» **TESTO ESTRATTO**
O IL DILEMMA DEL CALCIO DI RIGORE

Cos’hanno in comune Roberto Baggio, soprattutto quando ha dovuto calciare un tiro di rigore fondamentale per il Campionato Mondiale ed i miei clienti quando propongo loro una reale, efficace, collaudata strategia per risolvere veramente i loro problemi tecnologici?

Cosa c’è in comune tra un calcio di rigore e la scelta di un metodo, di un tool, di un processo aziendale? E perché certi errori come quelli del Mondiale del 94 ti ossessionano tutta la vita?

Si tratta di un fenomeno psicologico che capita nel mondo tecnologico ma che si può applicare a tantissimi altri ambiti.

Rappresenta lo stato di indecisione protratta e di mancata azione anche in caso i vantaggi di una scelta siano evidenti, concreti e reali

Nel mio caso sono aziende anche multinazionali, che di fronte a tecnologie innovative anche se provate e sicure che potrebbero far salvare soldi, tempo se non addirittura vite umane, preferiscono tentennare, aspettare, rimandare.

Anche se perdi tutto il tempo che vuoi e gli prospetti, mostrandogli tutti i vantaggi di questo mondo, loro rimarranno sempre dalla parte del NON FARE. Del RIMANDARE. Del MANTENERE LO STATUS QUO

 

Il 90% decide comunque di… NON decidere e di continuare così come prima, anche di fronte a vantaggi evidenti e misurabili.

 

 Perché? E’ una cosa che ha tanti nomi, a me piace chiamarla:

 

 PARADOSSO O DILEMMA DEL CALCIO DI RIGORE

 

Non ricordo i dati statistici esatti ma la domanda di base è: come si fa a calciare con successo un calcio di rigore assolutamente fondamentale, diciamo il rigore della vita? Magari ai Mondiali?

Bene, un calciatore metodico che si mettesse con approccio scientifico basato su calcolo delle probabilità, teoria dei giochi etc. si potrebbe guardare tutte le statistiche e scoprirebbe che diciamo il 43% dei portieri si butta a sinistra, ed il 47% si butta a destra (magari le statistiche cambiano di qualche punto percentuale ma la proporzione è questa).

A questo punto qual è la migliore strategia?

TIRARE AL CENTRO!

 

Infatti c’è solo il 10% di possibilità che il portiere te lo pari… 9 volte su 10 faresti goal… sarebbe la strategia (quasi) perfetta. Certo, c’è sempre qualcosa che può andare male… il portiere può capirlo e rimanere fermo, potresti tirare alto, beccare la traversa… vi ricorda forse qualcosa a voi italiani?

Bene, ora senza andare a ripescare una lunga serie di partite ed episodi famosi, perché quasi nessun calciatore tira al centro? Neanche se un coach gli spiegasse che è il metodo più certo? Che gli potrebbe garantire una probabilità altissima di successo (tranne che al povero Roberto Baggio)?

» **DATI FORNITI**
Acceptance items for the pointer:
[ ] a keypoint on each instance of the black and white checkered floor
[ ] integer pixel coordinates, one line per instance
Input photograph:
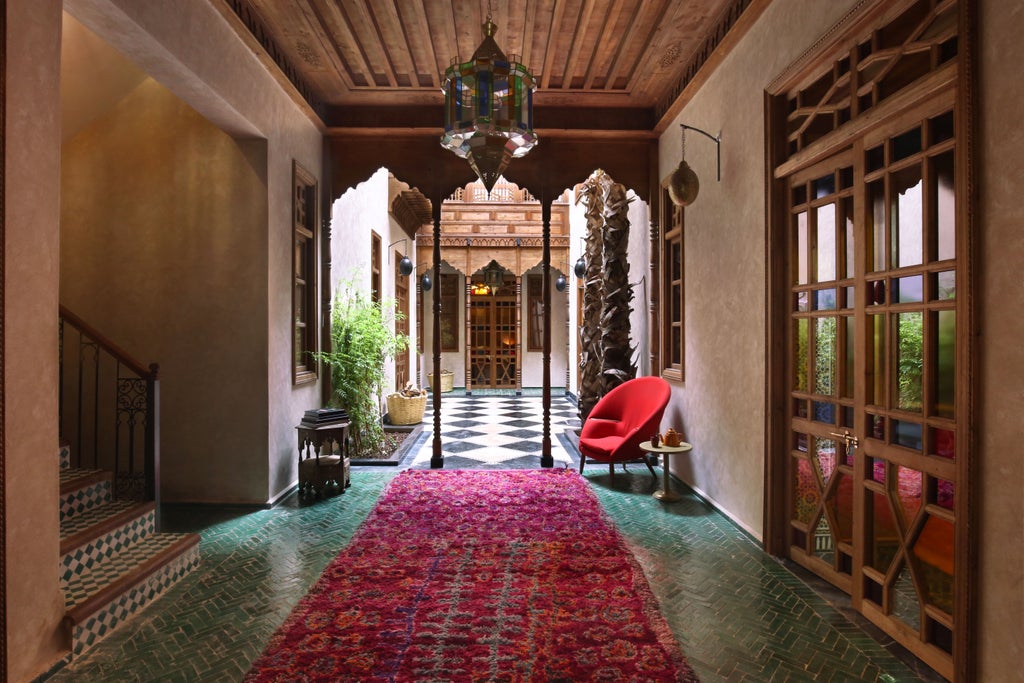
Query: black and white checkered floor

» **DA FARE**
**A)** Trascrivi, per favore, il passo del testo sul calcio di rigore compreso tra "Bene, un calciatore" e "TIRARE AL CENTRO!", estremi inclusi.
**B)** Nel testo sul calcio di rigore, quale probabilità ha il portiere di parare un tiro calciato al centro?

» **RISPOSTE ALLE CONSEGNE**
**A)**
Bene, un calciatore metodico che si mettesse con approccio scientifico basato su calcolo delle probabilità, teoria dei giochi etc. si potrebbe guardare tutte le statistiche e scoprirebbe che diciamo il 43% dei portieri si butta a sinistra, ed il 47% si butta a destra (magari le statistiche cambiano di qualche punto percentuale ma la proporzione è questa).

A questo punto qual è la migliore strategia?

TIRARE AL CENTRO!

**B)** Il 10%.